_CONSIGNE_. Poursuivez l'analyse sur la défense d'Al Ahly face à Rondón, en reprenant juste après sa dernière phrase.

*** EXTRAIT SOURCE ***

Les Mexicains peuvent compter sur un attaquant polyvalent en la personne de Rondón. Capable de conserver le ballon haut sur le terrain pour permettre à ses coéquipiers de venir prêter main forte en attaque, le joueur de 35 ans possède également la vitesse et le sens du timing nécessaires pour venir apporter le danger depuis les couloirs. De plus, le meilleur buteur du Venezuela (45 réalisations au compteur) a démontré à maintes reprises ses qualités de finisseur. Au cours de la Challenger Cup de la FIFA™ disputée au Stade 974 de Doha, Al Ahly a toutefois su contenir les assauts de Rondón et limiter ainsi les options offensives de Pachuca. Aron Winter, membre du Groupe d’étude technique, analyse ici le rôle joué par la charnière centrale égyptienne, qui a largement contribué à préserver un score nul et vierge durant 120 minutes en remportant la plupart de ses duels face à Rondón.
L’entente entre les centraux
Pachuca a souvent tenté de trouver Rondón (n°9) au moyen de longs ballons durant la Challenger Cup de la FIFA. Qu’il se soit agi d’un choix délibéré ou dicté par le placement très avancé adopté par Al Ahly lors des coups de pied de but et des phases de construction des Mexicains, ces solutions directes obligeaient les deux centraux d’Al Ahly, Ramy Rabia (n°5) et Yasser Ibrahim (n°6), à s’adapter constamment. Winter précise ici que la capacité du duo à collaborer et se répartir intelligemment les rôles a été essentielle.
« Leur capacité à museler l’attaquant est exceptionnelle, surtout quand on sait l’impact qu’a eu Rondón dans le match précédent, contre Botafogo. Face à Al Ahly, il dû se retrouver trois fois en position de marquer, pas plus. Le reste du temps, les défenseurs ont parfaitement su le neutraliser. Dans la vidéo ci-dessous, on voit que les Égyptiens obligent leurs adversaires à jouer long dès la remise en jeu, en les empêchant de construire de derrière. L’entente entre Rabia et Yasser est parfaite : Yasser se chargeait à chaque fois de marquer Rondón de près, tandis que Rabia assurait la couverture derrière son coéquipier. »

*** DONNÉES BRUTES ***

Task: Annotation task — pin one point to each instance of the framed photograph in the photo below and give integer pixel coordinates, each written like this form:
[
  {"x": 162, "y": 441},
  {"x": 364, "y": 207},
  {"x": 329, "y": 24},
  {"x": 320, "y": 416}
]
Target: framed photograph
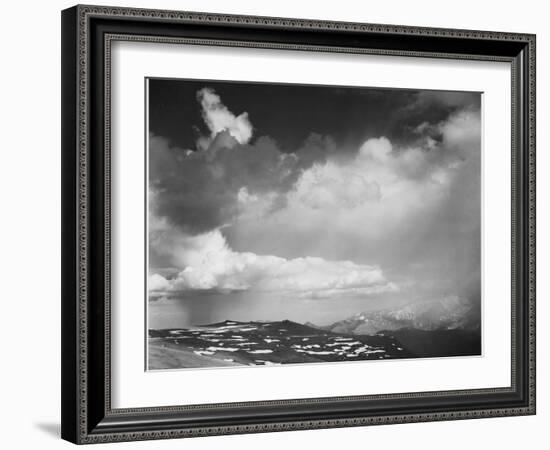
[{"x": 280, "y": 224}]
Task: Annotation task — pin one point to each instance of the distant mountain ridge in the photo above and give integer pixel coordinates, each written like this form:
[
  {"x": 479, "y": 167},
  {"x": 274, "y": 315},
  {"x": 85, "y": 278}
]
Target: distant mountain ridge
[{"x": 450, "y": 313}]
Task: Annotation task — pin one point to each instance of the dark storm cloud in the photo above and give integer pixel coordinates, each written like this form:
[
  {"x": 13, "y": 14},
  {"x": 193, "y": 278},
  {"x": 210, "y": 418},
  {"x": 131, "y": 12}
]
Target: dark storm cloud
[{"x": 199, "y": 190}]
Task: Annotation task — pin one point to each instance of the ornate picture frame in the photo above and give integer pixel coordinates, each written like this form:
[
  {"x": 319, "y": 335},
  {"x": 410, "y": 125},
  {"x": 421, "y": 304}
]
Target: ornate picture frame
[{"x": 88, "y": 33}]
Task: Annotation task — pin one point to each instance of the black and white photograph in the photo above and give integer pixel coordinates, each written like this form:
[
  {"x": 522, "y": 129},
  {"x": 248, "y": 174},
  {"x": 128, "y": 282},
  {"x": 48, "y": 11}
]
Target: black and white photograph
[{"x": 311, "y": 224}]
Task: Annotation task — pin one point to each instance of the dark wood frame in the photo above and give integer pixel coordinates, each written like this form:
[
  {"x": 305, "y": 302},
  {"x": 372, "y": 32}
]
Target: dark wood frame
[{"x": 87, "y": 32}]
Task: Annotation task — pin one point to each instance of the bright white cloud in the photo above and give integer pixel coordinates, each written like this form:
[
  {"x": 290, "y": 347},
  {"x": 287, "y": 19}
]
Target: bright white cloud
[
  {"x": 218, "y": 118},
  {"x": 211, "y": 265}
]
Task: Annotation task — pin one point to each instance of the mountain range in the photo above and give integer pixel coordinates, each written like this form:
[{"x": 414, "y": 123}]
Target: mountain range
[{"x": 450, "y": 313}]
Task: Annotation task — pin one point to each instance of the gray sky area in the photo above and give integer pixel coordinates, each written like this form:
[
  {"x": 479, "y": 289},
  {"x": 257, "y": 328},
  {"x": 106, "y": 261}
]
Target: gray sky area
[{"x": 309, "y": 203}]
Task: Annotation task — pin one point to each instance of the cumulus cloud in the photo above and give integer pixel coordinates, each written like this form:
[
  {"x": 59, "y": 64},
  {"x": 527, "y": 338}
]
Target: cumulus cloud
[
  {"x": 210, "y": 264},
  {"x": 241, "y": 215},
  {"x": 218, "y": 118}
]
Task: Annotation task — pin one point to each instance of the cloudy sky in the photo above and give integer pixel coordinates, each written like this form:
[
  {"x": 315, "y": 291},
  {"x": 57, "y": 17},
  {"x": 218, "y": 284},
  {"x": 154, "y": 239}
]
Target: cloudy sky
[{"x": 309, "y": 203}]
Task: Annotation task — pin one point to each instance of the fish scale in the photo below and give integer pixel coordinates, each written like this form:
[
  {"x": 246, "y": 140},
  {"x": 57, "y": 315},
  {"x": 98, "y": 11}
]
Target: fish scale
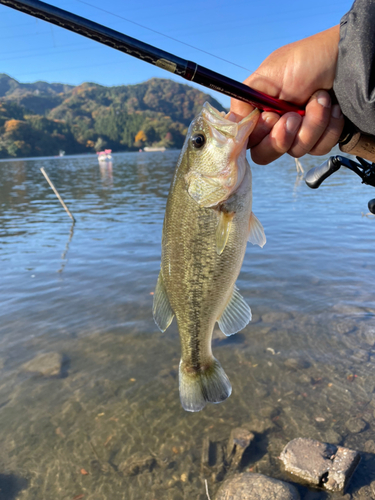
[{"x": 208, "y": 220}]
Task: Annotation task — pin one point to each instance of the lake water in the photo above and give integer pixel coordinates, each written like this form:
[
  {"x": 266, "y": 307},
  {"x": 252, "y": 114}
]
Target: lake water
[{"x": 110, "y": 425}]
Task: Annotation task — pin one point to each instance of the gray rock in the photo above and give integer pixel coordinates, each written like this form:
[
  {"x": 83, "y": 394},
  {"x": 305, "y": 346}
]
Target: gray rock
[
  {"x": 356, "y": 425},
  {"x": 248, "y": 486},
  {"x": 320, "y": 464},
  {"x": 136, "y": 464},
  {"x": 369, "y": 446},
  {"x": 48, "y": 364},
  {"x": 296, "y": 364},
  {"x": 276, "y": 317},
  {"x": 239, "y": 441}
]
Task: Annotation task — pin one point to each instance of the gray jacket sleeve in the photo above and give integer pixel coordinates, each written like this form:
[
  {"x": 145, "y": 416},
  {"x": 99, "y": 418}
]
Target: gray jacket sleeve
[{"x": 354, "y": 83}]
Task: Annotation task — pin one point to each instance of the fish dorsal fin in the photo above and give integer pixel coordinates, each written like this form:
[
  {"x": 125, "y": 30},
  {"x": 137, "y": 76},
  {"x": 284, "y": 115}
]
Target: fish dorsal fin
[
  {"x": 256, "y": 231},
  {"x": 222, "y": 231},
  {"x": 236, "y": 315},
  {"x": 161, "y": 309},
  {"x": 206, "y": 191}
]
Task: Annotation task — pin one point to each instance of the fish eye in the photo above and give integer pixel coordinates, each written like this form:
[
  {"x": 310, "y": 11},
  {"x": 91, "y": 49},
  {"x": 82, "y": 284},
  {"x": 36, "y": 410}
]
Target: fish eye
[{"x": 198, "y": 140}]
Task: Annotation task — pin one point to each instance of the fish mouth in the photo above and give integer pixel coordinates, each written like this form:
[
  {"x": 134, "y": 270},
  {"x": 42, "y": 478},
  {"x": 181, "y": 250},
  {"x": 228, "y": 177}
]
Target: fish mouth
[{"x": 222, "y": 128}]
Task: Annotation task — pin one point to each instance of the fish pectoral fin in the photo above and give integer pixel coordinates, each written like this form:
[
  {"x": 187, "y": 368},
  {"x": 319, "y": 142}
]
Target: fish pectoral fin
[
  {"x": 256, "y": 231},
  {"x": 222, "y": 231},
  {"x": 236, "y": 314},
  {"x": 206, "y": 191},
  {"x": 161, "y": 309}
]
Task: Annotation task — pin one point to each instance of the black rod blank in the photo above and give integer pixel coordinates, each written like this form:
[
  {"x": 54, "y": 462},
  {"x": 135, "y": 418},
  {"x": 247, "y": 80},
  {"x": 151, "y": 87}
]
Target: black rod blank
[{"x": 186, "y": 69}]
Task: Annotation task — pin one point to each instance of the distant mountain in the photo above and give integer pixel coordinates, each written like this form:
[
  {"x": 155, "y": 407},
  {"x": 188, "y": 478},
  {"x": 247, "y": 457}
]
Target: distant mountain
[{"x": 40, "y": 118}]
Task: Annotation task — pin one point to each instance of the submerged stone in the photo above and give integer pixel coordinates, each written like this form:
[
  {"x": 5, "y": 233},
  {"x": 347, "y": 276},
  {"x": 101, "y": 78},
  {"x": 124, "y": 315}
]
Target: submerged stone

***

_RÉPONSE CI-DESSOUS_.
Les données recueillies par l’équipe Analyse des performances et tendances du football de la FIFA confirment que Rondón a disputé un nombre considérable de duels. Elles corroborent également l’analyse de Winter concernant la capacité des centraux d’Al Ahly à contenir le Vénézuelien. Ce dernier est le joueur ayant disputé le plus grand nombre de duels aériens au cours du match (10), mais il n’a réussi à conserver le ballon que trois fois. Le rôle des deux centraux – décrit par Winter et mis en évidence dans la vidéo 1 – se reflète quant à lui dans le nombre de « marquages préventifs », terme désignant le fait d’aller presser un adversaire qui n’est pas encore en possession du ballon. Chargé de contenir Rondón, Yasser totalise 34 marquages préventifs alors que Rabia n’en compte que sept, ce qui correspond à son rôle de joueur chargé d’assurer la couverture.
Soutien et organisation tactique
Quand un seul des deux centraux était en mesure de s’occuper de Rondón, d’autres joueurs d’Al Ahly venaient en renfort pour assurer la couverture, notamment en cas de longs ballons sur les côtés, loin de l’axe, qui empêchaient le second central d’intervenir.
« Dans la vidéo 2, Rondón reçoit un ballon sur un côté et Yasser va au duel. Le latéral droit, Omar Kamal, remarque que le second défenseur central est trop loin de l’endroit où aura lieu le duel. Il décide alors d’aller couvrir lui-même l’espace dans le dos. La situation est similaire dans la vidéo 3. Chaque fois que Kamal se trouve à proximité de l’endroit où Rondón est susceptible de recevoir le ballon, il va au soutien du central pour couvrir l’espace et générer une situation de 2 contre 1 en faveur de son équipe », explique Winter.
Organisation tactique
Malgré leurs prestations tout au long du match, les deux centraux d’Al Ahly n’ont pas toujours réussi à priver Rondón de ballons. Mais l’organisation tactique des Égyptiens leur a permis d’empêcher l’attaquant de se montrer dangereux même quand il était en possession du ballon. En effet, tous les joueurs se replaçaient afin de reformer le bloc en cas de longues passes en direction de Rondón, limitant ainsi les espaces à sa disposition. Si Rondón se voyait contraint d’aller vers son propre but pour conserver et échapper au pressing de Yasser, les milieux d’Al Ahly intervenaient à leur tour pour empêcher les Mexicains de développer leur jeu, comme nous le voyons dans la vidéo 4 avec le marquage effectué par le milieu axial Marwan Attia (n°13).
Rôle du dernier rideau défensif
En tant que dernier rideau défensif de l’équipe, la charnière centrale doit être capable de limiter les risques au maximum. « Les centraux ont obligé Rondón à évoluer dos au but », indique Winter. « Dès qu’il recevait le ballon, il y avait toujours Yasser ou Rabia au marquage pour l’empêcher de se retourner. » De manière plus générale, cela a permis à Al Ahly de fermer les espaces dans le dos de la défense aux joueurs de Pachuca. Mais il est arrivé que Rondón échappe au marquage de ses vis-à-vis.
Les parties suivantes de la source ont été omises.